>>>

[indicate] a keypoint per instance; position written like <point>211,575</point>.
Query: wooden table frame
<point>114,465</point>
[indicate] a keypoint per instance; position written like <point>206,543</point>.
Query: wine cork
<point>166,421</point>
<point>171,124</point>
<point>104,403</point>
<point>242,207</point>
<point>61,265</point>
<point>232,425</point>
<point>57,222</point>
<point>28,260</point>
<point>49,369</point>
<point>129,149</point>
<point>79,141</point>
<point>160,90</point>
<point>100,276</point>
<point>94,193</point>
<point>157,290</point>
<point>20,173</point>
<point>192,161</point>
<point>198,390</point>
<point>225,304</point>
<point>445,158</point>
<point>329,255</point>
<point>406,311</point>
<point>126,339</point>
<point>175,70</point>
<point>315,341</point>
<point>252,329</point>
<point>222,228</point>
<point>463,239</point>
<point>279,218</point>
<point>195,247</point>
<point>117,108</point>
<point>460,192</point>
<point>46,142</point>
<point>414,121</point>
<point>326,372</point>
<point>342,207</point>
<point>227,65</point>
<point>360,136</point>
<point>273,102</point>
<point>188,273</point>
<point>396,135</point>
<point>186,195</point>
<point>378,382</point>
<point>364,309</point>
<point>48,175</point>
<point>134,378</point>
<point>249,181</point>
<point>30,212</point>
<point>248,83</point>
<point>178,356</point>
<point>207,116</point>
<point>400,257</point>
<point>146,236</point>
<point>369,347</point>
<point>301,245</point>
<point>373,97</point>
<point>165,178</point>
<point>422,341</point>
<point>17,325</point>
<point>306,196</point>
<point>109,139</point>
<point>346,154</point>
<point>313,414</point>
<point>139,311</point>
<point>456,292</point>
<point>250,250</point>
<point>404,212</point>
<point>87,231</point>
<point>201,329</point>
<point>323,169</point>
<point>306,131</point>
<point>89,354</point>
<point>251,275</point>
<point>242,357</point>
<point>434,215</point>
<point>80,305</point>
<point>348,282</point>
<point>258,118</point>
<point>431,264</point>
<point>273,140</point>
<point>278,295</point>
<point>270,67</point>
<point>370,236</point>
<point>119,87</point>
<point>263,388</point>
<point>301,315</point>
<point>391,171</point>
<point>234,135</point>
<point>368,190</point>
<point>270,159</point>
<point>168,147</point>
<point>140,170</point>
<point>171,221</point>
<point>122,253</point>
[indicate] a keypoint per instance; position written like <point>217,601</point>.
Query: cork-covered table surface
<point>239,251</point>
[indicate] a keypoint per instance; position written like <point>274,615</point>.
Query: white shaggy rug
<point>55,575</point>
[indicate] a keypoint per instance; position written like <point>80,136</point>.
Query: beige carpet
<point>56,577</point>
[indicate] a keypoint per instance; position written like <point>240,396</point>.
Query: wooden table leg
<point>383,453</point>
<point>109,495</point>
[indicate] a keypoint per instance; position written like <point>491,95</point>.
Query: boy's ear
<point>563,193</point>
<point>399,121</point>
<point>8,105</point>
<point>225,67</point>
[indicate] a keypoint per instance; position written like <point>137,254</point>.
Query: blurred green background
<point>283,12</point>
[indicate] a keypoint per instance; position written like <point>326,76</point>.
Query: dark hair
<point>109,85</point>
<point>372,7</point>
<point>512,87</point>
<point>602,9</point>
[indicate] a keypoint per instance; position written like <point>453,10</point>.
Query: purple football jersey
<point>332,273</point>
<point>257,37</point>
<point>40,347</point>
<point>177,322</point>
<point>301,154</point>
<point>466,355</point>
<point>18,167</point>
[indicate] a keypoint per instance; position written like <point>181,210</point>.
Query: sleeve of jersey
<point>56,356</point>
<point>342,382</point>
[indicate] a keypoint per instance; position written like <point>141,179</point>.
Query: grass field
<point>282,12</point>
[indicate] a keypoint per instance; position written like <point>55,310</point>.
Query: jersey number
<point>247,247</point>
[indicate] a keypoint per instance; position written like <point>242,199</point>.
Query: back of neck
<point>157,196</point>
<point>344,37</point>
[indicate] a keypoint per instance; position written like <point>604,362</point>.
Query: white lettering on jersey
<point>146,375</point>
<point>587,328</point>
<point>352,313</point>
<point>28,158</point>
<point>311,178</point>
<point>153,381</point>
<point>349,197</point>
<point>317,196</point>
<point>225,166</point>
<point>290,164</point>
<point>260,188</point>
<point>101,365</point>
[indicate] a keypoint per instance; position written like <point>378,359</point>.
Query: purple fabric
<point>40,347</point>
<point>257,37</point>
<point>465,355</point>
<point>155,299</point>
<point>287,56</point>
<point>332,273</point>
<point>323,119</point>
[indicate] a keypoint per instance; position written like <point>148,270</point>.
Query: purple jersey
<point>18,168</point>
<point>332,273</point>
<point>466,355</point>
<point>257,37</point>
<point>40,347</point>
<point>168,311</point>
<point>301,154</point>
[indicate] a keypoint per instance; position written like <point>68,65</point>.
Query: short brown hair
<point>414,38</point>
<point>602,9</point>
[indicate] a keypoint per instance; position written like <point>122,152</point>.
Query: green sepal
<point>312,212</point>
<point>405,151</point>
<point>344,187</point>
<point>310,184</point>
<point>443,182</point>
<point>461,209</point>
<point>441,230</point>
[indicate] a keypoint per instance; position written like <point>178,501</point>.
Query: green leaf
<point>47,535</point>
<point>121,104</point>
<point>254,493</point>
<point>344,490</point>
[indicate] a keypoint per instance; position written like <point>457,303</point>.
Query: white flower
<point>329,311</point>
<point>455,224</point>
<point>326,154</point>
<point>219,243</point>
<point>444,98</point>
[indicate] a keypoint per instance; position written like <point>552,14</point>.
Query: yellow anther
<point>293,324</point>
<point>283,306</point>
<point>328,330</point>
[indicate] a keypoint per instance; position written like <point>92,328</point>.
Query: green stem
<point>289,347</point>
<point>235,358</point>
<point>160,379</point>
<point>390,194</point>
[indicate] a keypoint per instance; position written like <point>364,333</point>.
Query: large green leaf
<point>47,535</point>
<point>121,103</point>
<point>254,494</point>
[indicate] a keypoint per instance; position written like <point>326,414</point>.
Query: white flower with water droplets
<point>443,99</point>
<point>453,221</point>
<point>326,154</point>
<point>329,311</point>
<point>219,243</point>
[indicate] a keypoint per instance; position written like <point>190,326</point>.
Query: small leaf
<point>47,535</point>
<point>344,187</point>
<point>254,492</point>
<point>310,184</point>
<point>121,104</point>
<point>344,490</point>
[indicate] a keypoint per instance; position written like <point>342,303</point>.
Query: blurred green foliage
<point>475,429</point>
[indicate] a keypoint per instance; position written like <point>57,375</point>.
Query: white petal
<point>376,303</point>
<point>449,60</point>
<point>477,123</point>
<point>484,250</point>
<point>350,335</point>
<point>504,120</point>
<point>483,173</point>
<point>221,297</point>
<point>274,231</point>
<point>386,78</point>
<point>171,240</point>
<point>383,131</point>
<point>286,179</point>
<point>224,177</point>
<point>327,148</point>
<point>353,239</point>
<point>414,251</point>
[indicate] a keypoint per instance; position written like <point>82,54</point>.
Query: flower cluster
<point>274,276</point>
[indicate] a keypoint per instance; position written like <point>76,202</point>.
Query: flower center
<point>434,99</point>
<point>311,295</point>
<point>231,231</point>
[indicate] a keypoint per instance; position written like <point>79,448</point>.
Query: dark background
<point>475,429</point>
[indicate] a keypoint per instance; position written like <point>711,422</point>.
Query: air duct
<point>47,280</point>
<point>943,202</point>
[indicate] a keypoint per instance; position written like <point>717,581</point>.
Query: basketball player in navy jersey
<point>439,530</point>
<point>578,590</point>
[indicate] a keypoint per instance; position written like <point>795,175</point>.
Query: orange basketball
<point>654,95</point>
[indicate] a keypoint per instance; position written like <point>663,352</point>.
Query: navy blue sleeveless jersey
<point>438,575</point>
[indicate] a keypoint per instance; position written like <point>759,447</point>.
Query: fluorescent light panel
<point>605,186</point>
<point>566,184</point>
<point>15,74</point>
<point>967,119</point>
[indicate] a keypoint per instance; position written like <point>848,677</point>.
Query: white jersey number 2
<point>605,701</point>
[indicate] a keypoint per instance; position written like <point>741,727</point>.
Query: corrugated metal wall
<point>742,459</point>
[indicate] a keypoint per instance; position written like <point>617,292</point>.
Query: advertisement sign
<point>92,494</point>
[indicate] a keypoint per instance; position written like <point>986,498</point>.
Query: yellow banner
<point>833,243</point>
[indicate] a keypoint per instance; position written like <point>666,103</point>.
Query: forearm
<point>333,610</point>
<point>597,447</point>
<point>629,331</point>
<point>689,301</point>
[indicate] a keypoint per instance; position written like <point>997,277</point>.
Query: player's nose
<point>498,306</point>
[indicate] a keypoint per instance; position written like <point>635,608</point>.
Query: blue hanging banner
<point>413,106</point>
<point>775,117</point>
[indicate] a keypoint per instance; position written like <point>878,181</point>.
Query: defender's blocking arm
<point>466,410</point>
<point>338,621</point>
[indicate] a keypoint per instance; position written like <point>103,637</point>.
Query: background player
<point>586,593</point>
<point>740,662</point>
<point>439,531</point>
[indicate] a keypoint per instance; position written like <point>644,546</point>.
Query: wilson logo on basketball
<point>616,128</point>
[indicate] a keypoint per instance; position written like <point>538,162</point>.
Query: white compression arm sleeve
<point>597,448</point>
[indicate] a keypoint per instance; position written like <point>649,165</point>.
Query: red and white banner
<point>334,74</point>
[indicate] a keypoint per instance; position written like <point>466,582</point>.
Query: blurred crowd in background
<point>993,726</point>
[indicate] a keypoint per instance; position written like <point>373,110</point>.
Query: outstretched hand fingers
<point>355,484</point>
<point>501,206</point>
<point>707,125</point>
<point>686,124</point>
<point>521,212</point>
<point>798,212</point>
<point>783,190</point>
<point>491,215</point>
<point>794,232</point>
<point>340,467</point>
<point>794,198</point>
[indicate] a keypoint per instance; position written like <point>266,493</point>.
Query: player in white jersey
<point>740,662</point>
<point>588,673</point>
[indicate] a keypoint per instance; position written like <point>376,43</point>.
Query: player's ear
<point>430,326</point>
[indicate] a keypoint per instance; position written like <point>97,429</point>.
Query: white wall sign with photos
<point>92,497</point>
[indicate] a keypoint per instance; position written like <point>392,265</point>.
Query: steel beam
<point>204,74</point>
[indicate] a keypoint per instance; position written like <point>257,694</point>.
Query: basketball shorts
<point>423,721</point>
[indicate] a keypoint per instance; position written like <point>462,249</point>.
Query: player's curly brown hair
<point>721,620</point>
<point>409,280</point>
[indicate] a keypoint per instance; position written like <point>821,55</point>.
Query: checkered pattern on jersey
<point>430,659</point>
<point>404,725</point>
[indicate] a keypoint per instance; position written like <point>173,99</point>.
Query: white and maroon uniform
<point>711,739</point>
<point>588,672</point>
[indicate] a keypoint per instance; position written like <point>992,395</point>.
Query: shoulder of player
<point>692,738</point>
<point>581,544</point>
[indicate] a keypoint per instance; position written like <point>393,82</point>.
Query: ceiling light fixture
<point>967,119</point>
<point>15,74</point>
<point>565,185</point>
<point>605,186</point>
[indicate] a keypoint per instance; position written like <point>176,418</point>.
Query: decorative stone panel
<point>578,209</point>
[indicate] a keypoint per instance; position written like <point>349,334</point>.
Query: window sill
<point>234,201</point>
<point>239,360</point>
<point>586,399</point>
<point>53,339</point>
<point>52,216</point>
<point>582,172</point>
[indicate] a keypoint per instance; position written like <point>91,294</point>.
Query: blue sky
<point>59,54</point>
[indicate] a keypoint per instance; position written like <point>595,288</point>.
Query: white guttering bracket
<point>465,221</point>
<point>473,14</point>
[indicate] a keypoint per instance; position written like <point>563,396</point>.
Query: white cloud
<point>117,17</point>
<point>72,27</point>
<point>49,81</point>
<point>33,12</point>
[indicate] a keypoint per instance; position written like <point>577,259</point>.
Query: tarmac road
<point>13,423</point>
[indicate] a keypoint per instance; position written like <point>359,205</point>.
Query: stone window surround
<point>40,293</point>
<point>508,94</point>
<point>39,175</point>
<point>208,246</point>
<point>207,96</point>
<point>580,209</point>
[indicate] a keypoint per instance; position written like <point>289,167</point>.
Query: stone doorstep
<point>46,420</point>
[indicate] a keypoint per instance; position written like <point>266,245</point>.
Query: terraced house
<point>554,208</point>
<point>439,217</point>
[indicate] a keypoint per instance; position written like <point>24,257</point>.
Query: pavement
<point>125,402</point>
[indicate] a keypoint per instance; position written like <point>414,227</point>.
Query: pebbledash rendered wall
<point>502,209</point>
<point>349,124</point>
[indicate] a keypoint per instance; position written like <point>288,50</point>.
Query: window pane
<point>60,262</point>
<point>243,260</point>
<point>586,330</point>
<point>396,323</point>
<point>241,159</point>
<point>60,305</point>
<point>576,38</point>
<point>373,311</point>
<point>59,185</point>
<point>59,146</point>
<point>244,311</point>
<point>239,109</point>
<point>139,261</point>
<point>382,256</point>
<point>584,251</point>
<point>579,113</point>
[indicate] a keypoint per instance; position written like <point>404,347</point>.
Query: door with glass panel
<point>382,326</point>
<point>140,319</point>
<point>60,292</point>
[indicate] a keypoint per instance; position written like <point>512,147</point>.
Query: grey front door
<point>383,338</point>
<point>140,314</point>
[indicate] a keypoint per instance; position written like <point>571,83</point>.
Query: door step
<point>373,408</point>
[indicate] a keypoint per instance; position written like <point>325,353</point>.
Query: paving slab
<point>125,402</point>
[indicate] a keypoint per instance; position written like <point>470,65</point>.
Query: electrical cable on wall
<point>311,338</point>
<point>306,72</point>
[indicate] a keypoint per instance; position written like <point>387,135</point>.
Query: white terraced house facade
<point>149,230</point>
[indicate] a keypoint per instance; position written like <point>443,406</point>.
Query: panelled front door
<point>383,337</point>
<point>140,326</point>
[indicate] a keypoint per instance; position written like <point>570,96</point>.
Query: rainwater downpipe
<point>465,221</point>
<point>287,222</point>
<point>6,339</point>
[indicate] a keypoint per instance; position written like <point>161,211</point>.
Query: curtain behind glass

<<<

## WHAT THE TASK ASKS
Rewrite the items from the line with "written like <point>878,181</point>." to the line with "<point>993,726</point>", both lines included, as a Markdown table with the columns Row and Line. Number each line in order and leave out any blank lines.

## SOLVED PROBLEM
| Row | Line |
|---|---|
| 1 | [indicate] a keypoint per instance; position written like <point>878,181</point>. |
| 2 | Query: defender's blocking arm |
| 3 | <point>466,410</point> |
| 4 | <point>338,621</point> |
| 5 | [indicate] a keypoint per instance; position written like <point>103,637</point>. |
| 6 | Query: background player |
| 7 | <point>586,593</point> |
| 8 | <point>740,662</point> |
| 9 | <point>439,531</point> |
| 10 | [indicate] a keypoint per instance; position written like <point>644,546</point>. |
| 11 | Query: wilson logo on basketball |
| 12 | <point>616,128</point> |
| 13 | [indicate] a keypoint per instance; position written like <point>538,162</point>. |
| 14 | Query: white compression arm sleeve |
| 15 | <point>597,448</point> |
| 16 | [indicate] a keypoint per instance; position written like <point>649,165</point>. |
| 17 | Query: red and white banner |
| 18 | <point>334,74</point> |
| 19 | [indicate] a keypoint per instance; position written like <point>466,582</point>. |
| 20 | Query: blurred crowd in background |
| 21 | <point>993,726</point> |